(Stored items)
__________

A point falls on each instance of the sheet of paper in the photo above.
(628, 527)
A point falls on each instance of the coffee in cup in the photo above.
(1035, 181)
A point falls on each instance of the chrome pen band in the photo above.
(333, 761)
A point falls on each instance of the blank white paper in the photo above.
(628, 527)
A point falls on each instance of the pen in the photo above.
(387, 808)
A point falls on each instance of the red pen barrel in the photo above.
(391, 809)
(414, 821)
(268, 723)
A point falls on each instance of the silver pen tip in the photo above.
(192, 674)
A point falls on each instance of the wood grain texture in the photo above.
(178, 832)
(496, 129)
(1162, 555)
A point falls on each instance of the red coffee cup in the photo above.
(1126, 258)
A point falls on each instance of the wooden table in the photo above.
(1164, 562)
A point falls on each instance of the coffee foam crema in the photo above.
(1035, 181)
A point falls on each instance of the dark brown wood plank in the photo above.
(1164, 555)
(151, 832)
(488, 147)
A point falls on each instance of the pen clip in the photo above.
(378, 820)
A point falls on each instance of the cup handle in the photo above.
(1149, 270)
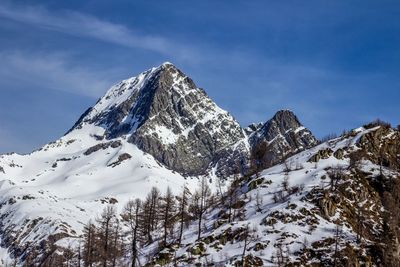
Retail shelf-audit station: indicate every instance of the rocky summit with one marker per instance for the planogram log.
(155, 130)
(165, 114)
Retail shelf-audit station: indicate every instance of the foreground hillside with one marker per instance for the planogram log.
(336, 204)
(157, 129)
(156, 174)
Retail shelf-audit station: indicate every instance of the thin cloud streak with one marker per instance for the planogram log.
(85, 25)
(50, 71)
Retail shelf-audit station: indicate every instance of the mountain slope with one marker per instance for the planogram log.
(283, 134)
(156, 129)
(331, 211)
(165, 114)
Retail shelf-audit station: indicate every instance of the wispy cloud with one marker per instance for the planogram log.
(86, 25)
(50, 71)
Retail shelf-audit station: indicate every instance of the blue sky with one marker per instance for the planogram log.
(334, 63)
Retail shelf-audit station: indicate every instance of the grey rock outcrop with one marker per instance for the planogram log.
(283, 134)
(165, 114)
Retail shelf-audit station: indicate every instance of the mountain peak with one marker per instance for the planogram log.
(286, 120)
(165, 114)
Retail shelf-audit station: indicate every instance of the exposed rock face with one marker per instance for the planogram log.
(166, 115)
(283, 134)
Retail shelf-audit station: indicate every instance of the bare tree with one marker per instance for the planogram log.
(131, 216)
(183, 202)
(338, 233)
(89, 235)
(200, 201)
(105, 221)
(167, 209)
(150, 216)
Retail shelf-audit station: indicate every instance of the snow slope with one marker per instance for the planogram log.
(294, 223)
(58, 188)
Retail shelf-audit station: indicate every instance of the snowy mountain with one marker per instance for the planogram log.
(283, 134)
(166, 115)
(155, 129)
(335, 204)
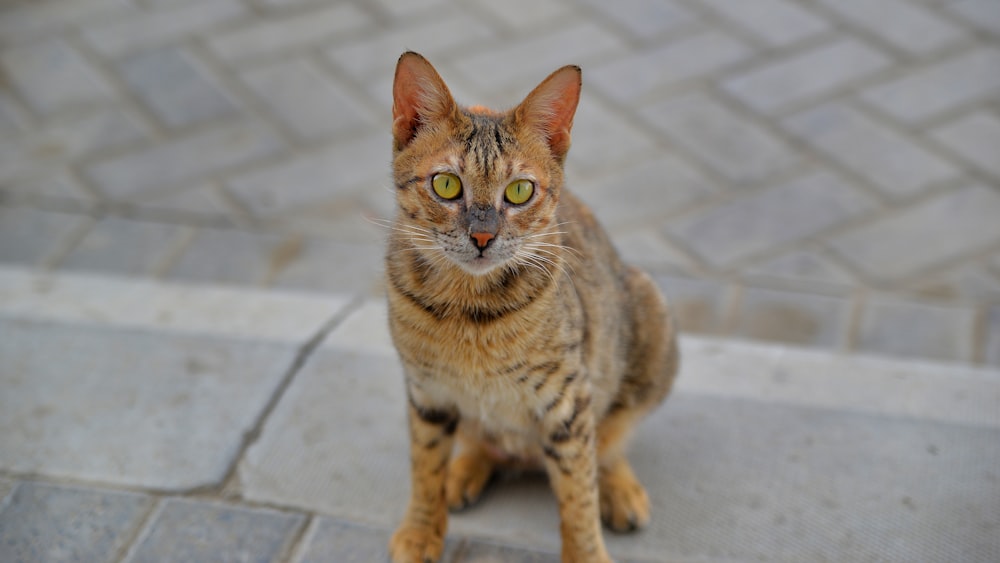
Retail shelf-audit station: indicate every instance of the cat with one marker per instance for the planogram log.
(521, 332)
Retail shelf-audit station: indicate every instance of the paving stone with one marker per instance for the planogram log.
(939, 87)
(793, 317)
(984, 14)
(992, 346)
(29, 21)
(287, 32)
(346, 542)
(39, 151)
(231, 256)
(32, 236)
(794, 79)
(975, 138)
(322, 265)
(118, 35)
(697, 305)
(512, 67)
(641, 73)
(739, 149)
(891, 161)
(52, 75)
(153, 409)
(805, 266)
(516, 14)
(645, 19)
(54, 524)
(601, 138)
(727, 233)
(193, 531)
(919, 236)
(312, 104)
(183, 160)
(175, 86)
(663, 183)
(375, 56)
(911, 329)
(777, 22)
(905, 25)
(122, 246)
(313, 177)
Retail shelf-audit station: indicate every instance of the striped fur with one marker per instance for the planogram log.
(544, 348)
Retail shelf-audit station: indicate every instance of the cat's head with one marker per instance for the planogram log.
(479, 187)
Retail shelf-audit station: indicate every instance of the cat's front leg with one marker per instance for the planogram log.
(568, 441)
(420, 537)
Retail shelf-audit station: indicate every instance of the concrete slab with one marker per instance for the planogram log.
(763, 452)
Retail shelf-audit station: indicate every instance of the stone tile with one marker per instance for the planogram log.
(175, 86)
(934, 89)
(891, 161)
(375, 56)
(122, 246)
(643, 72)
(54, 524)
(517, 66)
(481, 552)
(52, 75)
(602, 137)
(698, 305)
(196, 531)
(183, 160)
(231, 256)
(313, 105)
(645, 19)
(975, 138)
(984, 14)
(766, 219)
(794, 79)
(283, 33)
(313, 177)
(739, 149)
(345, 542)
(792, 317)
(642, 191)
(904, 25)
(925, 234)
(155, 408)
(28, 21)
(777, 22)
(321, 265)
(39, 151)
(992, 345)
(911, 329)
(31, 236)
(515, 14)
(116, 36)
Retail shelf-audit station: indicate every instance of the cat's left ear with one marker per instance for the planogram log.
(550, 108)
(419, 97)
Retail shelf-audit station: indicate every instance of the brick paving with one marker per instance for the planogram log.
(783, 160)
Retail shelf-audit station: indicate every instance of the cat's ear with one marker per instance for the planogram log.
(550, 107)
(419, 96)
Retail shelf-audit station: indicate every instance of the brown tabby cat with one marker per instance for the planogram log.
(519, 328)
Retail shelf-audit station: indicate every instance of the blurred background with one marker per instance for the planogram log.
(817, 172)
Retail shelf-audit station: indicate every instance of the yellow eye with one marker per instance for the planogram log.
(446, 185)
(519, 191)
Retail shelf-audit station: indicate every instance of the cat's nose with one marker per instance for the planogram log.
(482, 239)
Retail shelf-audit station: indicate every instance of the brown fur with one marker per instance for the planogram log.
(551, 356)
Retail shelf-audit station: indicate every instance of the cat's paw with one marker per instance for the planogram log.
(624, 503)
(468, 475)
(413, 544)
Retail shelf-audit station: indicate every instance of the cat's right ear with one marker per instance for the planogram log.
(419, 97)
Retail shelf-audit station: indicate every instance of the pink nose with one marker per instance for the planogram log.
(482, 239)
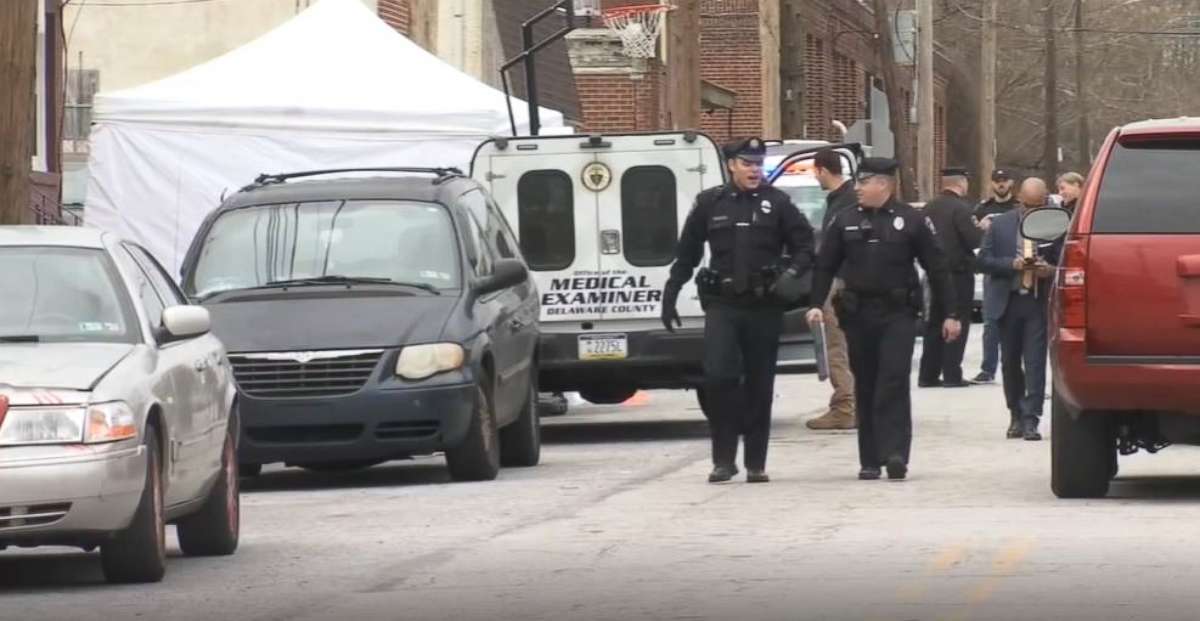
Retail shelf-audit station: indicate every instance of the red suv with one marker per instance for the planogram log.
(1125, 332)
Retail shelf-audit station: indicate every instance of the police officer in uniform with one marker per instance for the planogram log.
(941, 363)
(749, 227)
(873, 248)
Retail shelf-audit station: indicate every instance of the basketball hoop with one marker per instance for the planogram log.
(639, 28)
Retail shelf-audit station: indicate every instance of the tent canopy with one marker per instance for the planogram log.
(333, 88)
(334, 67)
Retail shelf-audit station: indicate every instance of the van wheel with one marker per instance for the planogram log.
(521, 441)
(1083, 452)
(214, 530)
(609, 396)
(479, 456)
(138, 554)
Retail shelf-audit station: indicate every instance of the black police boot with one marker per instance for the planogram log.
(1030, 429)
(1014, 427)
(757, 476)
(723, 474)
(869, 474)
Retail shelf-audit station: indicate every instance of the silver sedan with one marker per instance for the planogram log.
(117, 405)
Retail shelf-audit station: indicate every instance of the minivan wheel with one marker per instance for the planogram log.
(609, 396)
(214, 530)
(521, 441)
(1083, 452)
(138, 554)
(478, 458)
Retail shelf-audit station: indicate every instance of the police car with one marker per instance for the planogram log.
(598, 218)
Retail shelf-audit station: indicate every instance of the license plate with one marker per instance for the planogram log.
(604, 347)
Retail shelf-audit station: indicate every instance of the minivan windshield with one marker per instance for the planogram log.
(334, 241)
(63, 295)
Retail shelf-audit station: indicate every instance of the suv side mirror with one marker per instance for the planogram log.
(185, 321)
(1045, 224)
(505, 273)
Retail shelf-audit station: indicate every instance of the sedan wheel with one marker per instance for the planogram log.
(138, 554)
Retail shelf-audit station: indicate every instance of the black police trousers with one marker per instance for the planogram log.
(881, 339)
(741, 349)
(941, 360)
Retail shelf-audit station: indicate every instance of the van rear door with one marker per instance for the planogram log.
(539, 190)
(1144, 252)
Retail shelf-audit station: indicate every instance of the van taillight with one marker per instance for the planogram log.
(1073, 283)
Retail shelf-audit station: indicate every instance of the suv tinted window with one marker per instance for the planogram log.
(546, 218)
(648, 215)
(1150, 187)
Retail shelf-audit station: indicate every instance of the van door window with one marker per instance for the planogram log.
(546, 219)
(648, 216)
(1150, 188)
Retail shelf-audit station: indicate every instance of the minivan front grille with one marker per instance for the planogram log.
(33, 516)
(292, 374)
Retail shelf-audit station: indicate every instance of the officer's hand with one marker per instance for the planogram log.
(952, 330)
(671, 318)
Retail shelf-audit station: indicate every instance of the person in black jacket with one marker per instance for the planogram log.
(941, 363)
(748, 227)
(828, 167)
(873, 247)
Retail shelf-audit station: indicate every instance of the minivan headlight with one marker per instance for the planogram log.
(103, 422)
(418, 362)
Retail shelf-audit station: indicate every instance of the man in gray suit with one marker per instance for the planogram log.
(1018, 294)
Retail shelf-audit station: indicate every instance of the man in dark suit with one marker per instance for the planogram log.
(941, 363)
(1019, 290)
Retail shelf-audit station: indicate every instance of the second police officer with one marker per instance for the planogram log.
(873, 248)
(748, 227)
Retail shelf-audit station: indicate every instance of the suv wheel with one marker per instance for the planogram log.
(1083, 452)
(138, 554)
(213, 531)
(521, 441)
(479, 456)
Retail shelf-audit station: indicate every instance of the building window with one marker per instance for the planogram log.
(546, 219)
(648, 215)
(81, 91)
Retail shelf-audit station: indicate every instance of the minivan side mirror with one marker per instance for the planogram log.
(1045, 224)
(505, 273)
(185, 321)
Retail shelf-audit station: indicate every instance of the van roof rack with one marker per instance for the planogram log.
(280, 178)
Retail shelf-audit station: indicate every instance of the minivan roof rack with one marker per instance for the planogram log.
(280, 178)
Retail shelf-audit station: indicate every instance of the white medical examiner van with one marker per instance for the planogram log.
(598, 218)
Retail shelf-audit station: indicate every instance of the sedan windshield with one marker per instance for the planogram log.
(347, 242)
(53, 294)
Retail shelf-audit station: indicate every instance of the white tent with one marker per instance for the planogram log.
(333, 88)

__________

All lines from the one with "the white tent" to the end of the records must be set down exactly. Skip every line before it.

Retail shelf-audit station: indicate every instance of the white tent with one marker per instance for the planogram log.
(333, 88)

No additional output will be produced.